Extract –
══════════

3.7.2. Bilinear Interpolation

  • You consider all of the neighbours, and take the average.
  • The weights depend on the distance of each neighbour.
  • For example, consider this \(3 \times 3\) Bayers image. \[ \begin{bmatrix} G=100 & R=180 & G=110\\ B=60 & G=120 & B=65\\ G=105 & R=170 & G=115\end{bmatrix}\] For pixel (1,1):
    • \(R = \frac{(180+170)}{2} = 175\)
    • \(G = 120\) (Given)
    • \(B = \frac{(60+65)}{2} = 62.5\)
  • While this is smoother than nearest neighbour, it still does produce blurry images.

3.7.3. Gradient Based Interpolation

  • Instead of taking average of all neighbours, you take the average along one direction (horizontal or vertical).
  • You pick the direction which has the smaller gradient of that color.
  • If both directions have the same gradient, just do bilinear interpolation (take average in both directions).
  • For example, consider this \(3 \times 3\) Bayers image. \[ \begin{bmatrix} G=100 & R=180 & G=110\\ B=60 & G=120 & B=65\\ G=105 & R=170 & G=115\end{bmatrix}\] For pixel (1,1):
    • Vertical Gradient = 180 - 170 = 10,
    • Horizontal Gradient = 65 - 60 = 5
  • If the gradients are equal, take the average of the vertical and horizontal.

neighbors:

  • You do gradient interpolation for only green. For red and blue, you take the average of the neighbors along diagonals, or take the average of the neighbors along the same vertical and horizontal line.

3.8. Sharpen

3.8.1. Unsharp Masking

  • Blur the image using a Gaussian filter
  • Subtract the blurred image from the original to create a mask
  • Add the mask back to the original image.

══════════

Data for analysis –

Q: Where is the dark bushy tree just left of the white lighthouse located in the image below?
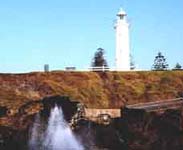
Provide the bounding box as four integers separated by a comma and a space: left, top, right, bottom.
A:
92, 48, 108, 67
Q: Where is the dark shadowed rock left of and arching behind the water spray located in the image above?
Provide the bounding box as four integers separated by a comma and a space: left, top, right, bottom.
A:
0, 96, 77, 150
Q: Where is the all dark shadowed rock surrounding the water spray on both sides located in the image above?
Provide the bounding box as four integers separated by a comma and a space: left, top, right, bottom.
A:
0, 99, 183, 150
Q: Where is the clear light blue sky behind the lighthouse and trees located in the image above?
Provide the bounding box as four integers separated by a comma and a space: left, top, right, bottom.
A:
0, 0, 183, 72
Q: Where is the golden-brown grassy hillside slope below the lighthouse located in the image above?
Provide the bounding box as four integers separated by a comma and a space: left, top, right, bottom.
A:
0, 71, 183, 109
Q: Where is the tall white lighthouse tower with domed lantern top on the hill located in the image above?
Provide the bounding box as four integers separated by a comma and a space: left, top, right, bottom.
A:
115, 9, 130, 71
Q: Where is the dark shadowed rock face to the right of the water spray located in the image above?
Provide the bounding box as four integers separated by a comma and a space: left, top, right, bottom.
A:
76, 109, 183, 150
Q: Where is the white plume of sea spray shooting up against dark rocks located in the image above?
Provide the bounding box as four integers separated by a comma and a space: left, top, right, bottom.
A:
29, 106, 84, 150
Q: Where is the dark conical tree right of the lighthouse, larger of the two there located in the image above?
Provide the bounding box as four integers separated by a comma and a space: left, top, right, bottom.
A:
152, 52, 168, 71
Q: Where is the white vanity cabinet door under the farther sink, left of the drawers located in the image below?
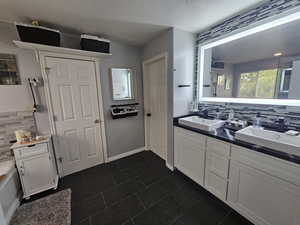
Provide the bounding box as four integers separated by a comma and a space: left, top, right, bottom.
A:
174, 128, 206, 185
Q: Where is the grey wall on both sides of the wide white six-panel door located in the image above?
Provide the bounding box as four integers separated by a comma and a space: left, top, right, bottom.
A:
0, 22, 144, 157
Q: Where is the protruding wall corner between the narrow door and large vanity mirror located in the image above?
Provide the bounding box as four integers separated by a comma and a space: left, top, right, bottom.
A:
142, 28, 195, 166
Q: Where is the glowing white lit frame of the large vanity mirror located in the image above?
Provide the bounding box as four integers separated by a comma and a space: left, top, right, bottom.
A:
197, 9, 300, 106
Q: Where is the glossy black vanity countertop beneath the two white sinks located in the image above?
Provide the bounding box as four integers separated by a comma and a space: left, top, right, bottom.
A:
173, 115, 300, 164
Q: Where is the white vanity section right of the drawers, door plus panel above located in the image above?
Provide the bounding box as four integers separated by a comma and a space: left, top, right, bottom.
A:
228, 145, 300, 225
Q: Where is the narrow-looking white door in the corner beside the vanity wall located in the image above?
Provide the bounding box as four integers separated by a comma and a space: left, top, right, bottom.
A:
144, 56, 167, 159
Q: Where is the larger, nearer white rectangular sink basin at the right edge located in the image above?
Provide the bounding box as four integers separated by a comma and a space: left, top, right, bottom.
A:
235, 126, 300, 156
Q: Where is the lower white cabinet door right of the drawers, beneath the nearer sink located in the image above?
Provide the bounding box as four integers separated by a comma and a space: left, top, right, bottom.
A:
227, 161, 300, 225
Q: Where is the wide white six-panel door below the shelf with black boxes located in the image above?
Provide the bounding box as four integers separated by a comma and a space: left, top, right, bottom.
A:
45, 57, 104, 175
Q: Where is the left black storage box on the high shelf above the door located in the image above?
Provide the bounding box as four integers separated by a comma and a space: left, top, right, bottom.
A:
15, 23, 60, 47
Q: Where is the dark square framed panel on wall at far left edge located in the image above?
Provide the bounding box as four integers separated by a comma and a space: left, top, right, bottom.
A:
0, 53, 21, 85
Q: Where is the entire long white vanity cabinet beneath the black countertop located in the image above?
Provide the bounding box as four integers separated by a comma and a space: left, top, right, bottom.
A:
174, 127, 300, 225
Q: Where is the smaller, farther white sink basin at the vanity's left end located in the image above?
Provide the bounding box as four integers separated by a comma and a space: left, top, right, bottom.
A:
179, 116, 225, 131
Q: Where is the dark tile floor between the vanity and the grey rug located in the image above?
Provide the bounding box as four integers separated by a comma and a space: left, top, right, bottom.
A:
27, 152, 251, 225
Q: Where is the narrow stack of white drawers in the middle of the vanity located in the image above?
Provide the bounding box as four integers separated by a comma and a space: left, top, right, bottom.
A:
204, 137, 230, 200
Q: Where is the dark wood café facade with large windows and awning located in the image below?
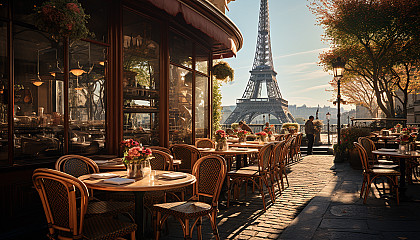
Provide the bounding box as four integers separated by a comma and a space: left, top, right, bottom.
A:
0, 0, 243, 238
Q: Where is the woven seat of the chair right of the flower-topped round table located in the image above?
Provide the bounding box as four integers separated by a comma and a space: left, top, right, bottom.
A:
153, 202, 212, 219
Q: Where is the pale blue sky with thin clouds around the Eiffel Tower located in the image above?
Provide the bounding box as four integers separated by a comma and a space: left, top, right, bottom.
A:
221, 0, 350, 108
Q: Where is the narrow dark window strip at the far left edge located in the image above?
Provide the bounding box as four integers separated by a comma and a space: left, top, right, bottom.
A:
0, 22, 9, 166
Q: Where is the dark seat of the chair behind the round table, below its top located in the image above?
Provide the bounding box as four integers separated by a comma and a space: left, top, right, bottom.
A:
86, 201, 134, 216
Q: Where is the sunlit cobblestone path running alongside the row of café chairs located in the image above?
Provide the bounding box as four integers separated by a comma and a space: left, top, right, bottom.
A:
161, 155, 334, 239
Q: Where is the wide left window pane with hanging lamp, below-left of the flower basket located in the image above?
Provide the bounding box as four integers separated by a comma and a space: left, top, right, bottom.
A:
13, 26, 64, 163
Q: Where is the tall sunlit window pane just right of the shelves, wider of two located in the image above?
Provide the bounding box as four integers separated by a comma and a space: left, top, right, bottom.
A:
169, 65, 193, 144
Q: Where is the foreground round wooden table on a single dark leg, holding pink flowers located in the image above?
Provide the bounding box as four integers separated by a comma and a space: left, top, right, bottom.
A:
79, 170, 196, 239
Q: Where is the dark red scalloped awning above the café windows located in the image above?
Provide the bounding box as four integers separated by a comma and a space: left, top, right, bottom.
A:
147, 0, 237, 57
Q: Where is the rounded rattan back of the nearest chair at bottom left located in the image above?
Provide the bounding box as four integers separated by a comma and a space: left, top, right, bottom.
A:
32, 168, 89, 239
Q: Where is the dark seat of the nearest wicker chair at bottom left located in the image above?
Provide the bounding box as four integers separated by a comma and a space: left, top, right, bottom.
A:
83, 217, 137, 240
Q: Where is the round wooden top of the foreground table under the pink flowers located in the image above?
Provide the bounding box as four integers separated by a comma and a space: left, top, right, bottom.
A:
79, 170, 196, 192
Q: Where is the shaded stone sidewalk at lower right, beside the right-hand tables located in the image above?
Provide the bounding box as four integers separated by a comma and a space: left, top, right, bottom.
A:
279, 163, 420, 240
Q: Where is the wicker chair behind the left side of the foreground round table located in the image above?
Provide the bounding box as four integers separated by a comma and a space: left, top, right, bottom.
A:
55, 155, 134, 218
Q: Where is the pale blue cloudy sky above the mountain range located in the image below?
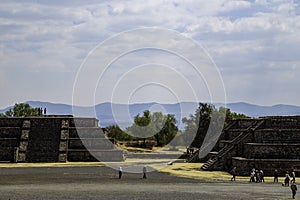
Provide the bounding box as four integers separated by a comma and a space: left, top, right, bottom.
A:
0, 0, 300, 108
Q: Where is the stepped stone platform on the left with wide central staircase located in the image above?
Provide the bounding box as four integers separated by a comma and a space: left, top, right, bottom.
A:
0, 116, 124, 162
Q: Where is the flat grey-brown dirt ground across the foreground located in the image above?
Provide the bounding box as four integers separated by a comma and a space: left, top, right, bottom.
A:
0, 165, 300, 200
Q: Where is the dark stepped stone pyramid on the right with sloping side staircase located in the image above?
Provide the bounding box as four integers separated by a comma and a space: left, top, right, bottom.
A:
189, 116, 300, 176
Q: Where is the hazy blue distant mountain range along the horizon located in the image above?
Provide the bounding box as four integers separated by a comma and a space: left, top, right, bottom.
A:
0, 101, 300, 128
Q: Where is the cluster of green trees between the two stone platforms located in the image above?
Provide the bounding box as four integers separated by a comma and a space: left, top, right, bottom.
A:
107, 103, 249, 148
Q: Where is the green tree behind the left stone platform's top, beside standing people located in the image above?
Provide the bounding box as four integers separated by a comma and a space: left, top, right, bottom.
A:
5, 103, 39, 117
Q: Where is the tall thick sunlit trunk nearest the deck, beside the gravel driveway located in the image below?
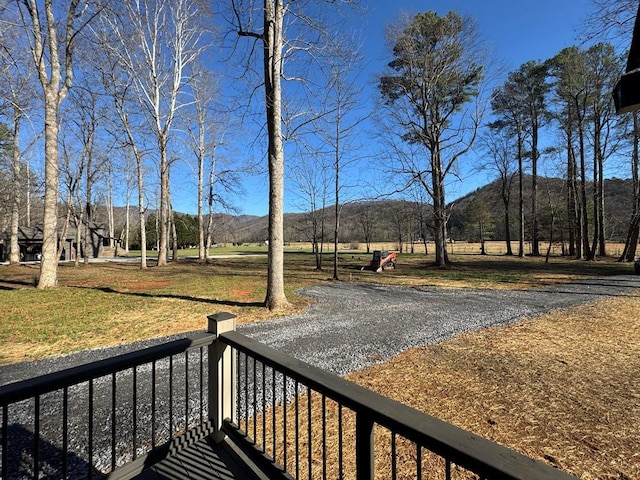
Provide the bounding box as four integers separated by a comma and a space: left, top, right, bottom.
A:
263, 0, 288, 310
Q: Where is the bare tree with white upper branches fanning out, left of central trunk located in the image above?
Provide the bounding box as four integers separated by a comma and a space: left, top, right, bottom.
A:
109, 0, 203, 265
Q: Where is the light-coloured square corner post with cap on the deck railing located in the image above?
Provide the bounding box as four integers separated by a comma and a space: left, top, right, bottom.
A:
207, 312, 236, 442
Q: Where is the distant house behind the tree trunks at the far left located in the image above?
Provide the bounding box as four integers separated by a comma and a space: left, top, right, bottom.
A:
0, 225, 113, 262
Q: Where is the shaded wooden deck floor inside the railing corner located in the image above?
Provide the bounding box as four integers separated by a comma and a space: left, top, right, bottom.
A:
134, 436, 269, 480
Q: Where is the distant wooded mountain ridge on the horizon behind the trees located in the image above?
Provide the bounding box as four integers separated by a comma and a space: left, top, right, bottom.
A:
100, 176, 633, 243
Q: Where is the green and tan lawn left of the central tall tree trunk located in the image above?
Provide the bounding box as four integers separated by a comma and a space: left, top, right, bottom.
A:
0, 261, 318, 365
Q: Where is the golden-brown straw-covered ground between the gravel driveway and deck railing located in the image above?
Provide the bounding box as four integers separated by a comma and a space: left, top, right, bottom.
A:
247, 297, 640, 480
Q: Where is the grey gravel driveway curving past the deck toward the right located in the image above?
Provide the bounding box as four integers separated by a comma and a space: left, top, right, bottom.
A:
0, 275, 640, 385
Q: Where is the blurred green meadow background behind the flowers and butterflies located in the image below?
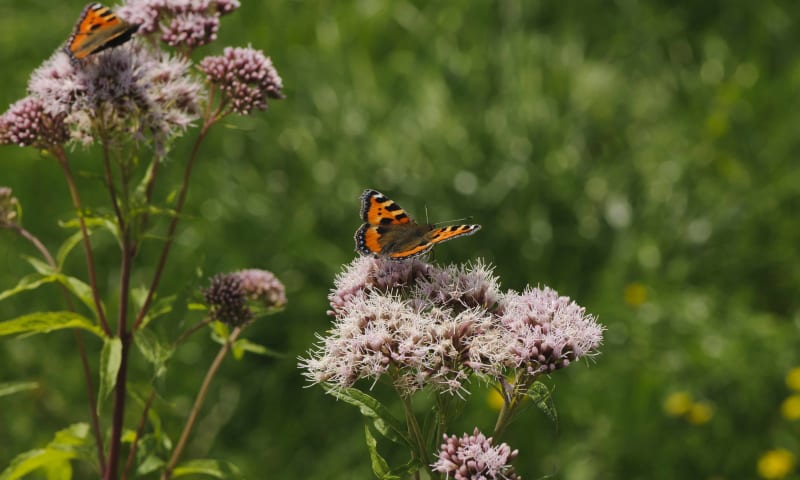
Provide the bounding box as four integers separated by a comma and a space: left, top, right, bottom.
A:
0, 0, 800, 479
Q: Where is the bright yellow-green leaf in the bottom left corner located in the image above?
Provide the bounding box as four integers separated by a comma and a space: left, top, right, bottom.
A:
0, 423, 94, 480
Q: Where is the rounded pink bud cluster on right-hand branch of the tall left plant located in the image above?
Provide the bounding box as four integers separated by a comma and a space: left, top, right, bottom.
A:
199, 47, 283, 115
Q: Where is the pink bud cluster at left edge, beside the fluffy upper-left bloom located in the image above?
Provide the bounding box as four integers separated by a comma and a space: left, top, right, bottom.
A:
0, 96, 69, 147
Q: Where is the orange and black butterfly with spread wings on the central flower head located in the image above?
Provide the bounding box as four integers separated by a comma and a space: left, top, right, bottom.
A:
355, 189, 481, 260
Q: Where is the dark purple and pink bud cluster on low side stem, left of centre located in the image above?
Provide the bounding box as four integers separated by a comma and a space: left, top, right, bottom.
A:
203, 269, 286, 326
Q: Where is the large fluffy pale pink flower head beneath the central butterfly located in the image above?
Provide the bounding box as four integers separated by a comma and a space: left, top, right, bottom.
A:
300, 257, 603, 395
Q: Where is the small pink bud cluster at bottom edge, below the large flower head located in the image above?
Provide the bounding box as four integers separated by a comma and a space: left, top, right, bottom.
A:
432, 427, 522, 480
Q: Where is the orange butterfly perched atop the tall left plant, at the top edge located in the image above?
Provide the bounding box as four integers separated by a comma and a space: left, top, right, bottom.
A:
64, 3, 139, 60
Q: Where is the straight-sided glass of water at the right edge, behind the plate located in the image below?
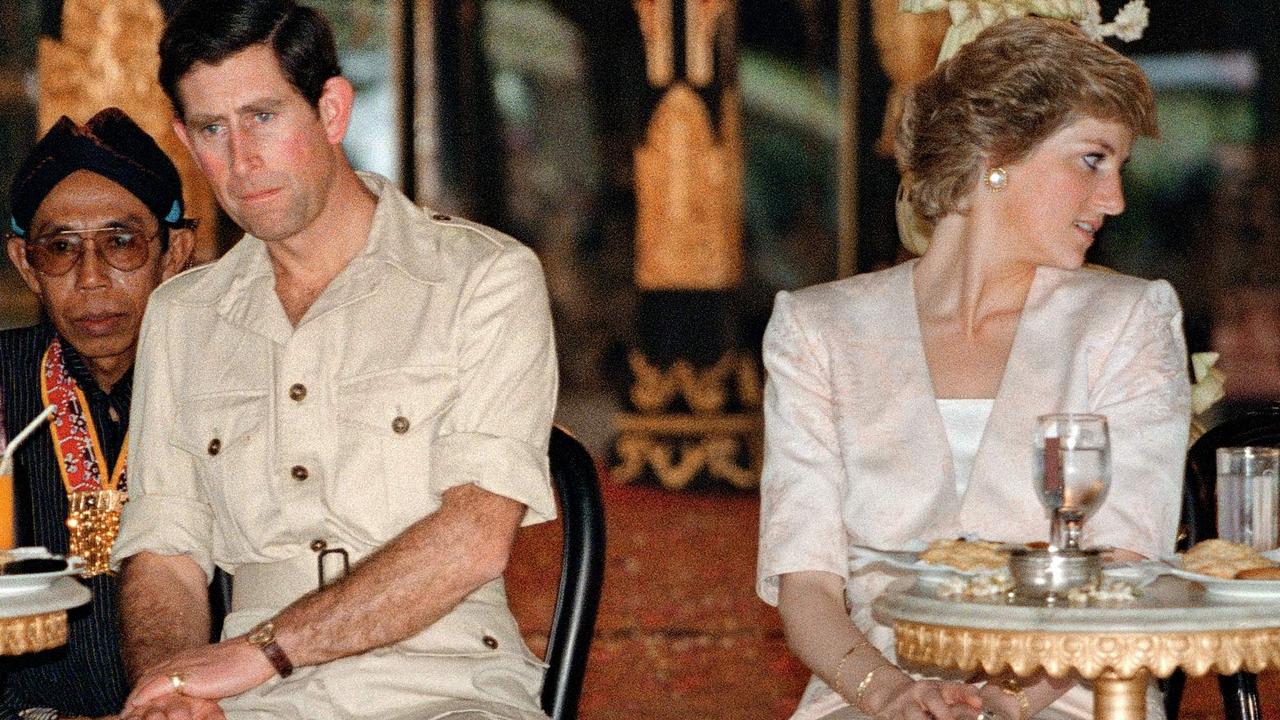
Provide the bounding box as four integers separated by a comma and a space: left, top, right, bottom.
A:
1217, 447, 1280, 552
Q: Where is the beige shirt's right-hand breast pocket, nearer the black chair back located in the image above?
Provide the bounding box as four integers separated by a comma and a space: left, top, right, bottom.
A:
334, 365, 457, 533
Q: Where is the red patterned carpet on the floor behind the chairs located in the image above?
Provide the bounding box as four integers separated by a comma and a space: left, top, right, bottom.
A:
507, 471, 1280, 720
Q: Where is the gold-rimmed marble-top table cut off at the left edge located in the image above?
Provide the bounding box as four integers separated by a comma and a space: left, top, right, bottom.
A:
0, 577, 93, 655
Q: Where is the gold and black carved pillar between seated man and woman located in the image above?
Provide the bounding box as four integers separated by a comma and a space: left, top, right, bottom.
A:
613, 0, 762, 488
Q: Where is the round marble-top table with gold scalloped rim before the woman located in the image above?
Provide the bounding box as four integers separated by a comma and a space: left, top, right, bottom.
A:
874, 577, 1280, 720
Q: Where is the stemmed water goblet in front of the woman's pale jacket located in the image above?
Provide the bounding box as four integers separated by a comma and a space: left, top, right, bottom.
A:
1033, 413, 1111, 550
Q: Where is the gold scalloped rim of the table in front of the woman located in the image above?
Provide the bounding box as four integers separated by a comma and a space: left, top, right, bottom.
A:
893, 621, 1280, 679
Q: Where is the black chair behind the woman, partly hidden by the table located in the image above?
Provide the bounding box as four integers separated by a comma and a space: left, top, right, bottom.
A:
1165, 404, 1280, 720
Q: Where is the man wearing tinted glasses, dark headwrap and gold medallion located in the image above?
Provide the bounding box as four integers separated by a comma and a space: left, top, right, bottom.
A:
0, 108, 193, 720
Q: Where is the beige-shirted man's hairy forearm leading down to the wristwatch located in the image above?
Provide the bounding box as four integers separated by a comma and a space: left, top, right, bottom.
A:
275, 486, 524, 665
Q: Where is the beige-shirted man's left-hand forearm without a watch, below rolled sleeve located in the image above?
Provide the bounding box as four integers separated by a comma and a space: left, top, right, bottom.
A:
120, 552, 210, 683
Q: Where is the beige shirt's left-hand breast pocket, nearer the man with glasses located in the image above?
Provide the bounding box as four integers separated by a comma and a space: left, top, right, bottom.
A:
169, 391, 274, 551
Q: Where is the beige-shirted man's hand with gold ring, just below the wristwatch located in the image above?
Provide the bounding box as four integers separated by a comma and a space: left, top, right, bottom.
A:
122, 638, 275, 707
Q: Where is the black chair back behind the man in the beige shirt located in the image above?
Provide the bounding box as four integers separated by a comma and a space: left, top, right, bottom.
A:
543, 427, 604, 720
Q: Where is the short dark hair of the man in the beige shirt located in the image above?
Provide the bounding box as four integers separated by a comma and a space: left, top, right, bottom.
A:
160, 0, 342, 118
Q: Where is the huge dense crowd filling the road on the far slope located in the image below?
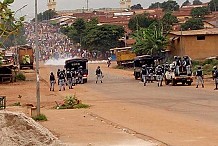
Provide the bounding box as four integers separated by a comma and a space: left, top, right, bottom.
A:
25, 22, 109, 61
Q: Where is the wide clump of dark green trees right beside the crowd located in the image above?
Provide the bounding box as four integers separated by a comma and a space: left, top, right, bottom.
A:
61, 18, 124, 52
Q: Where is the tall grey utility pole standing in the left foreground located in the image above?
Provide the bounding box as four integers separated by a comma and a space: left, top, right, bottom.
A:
35, 0, 40, 116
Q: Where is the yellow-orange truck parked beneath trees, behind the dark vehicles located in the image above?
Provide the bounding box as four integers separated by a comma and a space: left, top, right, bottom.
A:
110, 47, 136, 65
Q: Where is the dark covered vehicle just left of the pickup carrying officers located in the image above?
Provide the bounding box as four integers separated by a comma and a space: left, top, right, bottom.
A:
134, 55, 155, 80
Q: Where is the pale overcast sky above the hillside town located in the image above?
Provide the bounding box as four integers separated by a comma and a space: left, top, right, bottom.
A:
0, 0, 209, 18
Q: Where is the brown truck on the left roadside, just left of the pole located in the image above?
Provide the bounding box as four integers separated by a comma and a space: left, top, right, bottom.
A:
18, 45, 34, 69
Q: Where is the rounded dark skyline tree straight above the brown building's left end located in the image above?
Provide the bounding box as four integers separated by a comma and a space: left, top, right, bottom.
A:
161, 0, 179, 11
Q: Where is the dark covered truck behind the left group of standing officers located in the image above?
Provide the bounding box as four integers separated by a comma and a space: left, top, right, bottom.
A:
64, 58, 88, 83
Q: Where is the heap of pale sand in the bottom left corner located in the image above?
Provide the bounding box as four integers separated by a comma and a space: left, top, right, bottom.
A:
0, 111, 61, 146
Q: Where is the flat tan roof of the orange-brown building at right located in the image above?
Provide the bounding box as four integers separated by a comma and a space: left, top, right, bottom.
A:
170, 28, 218, 36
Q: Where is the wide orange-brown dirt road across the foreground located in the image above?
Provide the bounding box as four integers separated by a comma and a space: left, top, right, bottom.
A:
0, 61, 218, 146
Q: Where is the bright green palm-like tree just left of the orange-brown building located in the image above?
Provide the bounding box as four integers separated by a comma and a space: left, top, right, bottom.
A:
133, 23, 168, 56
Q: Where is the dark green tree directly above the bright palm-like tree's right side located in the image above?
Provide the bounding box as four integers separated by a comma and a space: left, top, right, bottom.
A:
162, 12, 178, 32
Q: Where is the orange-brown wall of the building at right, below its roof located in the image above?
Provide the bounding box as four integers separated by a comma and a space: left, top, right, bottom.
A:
169, 35, 218, 59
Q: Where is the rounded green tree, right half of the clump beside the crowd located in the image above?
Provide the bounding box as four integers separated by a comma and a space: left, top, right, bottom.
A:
82, 25, 124, 52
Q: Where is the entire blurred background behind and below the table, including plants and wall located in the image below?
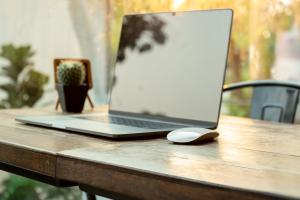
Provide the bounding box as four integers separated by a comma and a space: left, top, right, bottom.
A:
0, 0, 300, 200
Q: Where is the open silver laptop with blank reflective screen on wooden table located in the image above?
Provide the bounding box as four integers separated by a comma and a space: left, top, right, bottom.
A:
16, 9, 233, 138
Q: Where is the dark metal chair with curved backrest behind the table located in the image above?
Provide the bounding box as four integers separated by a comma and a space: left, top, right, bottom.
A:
223, 80, 300, 123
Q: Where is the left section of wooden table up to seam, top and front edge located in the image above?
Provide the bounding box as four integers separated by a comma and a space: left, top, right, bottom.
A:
0, 109, 106, 178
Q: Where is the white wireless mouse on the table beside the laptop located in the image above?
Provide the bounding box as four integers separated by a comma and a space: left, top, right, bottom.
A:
167, 127, 219, 143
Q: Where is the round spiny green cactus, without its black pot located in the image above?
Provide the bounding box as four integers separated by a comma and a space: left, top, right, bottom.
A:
57, 61, 86, 85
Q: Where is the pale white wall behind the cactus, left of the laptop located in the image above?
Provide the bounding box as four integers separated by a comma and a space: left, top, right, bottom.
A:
0, 0, 106, 106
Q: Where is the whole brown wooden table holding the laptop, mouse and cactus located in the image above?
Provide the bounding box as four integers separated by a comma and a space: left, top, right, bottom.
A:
0, 110, 300, 199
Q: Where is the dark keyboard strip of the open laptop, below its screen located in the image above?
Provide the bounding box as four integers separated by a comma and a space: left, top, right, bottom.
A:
76, 116, 185, 129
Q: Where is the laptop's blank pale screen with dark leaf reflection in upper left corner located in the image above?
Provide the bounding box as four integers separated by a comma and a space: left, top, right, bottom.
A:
110, 10, 232, 122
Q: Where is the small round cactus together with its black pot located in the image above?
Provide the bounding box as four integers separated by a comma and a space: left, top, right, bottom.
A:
56, 60, 89, 113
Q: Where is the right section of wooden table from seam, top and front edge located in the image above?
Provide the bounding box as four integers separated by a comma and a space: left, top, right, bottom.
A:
57, 117, 300, 199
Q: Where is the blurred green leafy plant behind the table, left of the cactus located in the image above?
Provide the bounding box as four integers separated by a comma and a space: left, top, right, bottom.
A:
0, 44, 48, 108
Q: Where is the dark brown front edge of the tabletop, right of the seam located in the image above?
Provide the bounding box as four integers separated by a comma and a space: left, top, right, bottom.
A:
58, 158, 298, 200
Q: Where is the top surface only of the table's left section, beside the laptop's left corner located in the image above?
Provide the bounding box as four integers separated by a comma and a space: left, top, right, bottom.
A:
0, 110, 108, 155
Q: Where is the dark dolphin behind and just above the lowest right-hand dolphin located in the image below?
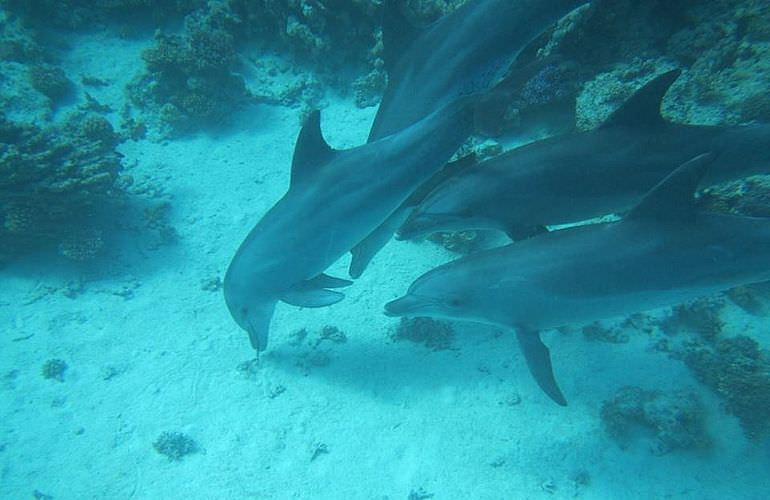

══════════

Work task A –
Decide whether each statement agrees with the interpolation notes, answering yes or no and quoting the words of the text that settle it: (i) bilinear interpolation still produces blurry images; (ii) gradient based interpolation uses the direction with the larger gradient; (iii) unsharp masking subtracts the original image from the blurred one.
Work task B –
Reproduce the passage of the interpolation notes that opens with the words containing "3.7.3. Gradient Based" and closes with "vertical and horizontal.".
Work task C –
List every numbered section heading in the interpolation notes, with its number.

Your solution A –
(i) Yes: "While this is smoother than nearest neighbour, it still does produce blurry images."
(ii) No: "You pick the direction which has the smaller gradient of that color."
(iii) No: "Subtract the blurred image from the original to create a mask"

Your solution B –
3.7.3. Gradient Based Interpolation

  • Instead of taking average of all neighbours, you take the average along one direction (horizontal or vertical).
  • You pick the direction which has the smaller gradient of that color.
  • If both directions have the same gradient, just do bilinear interpolation (take average in both directions).
  • For example, consider this \(3 \times 3\) Bayers image. \[ \begin{bmatrix} G=100 & R=180 & G=110\\ B=60 & G=120 & B=65\\ G=105 & R=170 & G=115\end{bmatrix}\] For pixel (1,1):
    • Vertical Gradient = 180 - 170 = 10,
    • Horizontal Gradient = 65 - 60 = 5
  • If the gradients are equal, take the average of the vertical and horizontal.

Your solution C –
3.7.2. Bilinear Interpolation
3.7.3. Gradient Based Interpolation
3.8. Sharpen
3.8.1. Unsharp Masking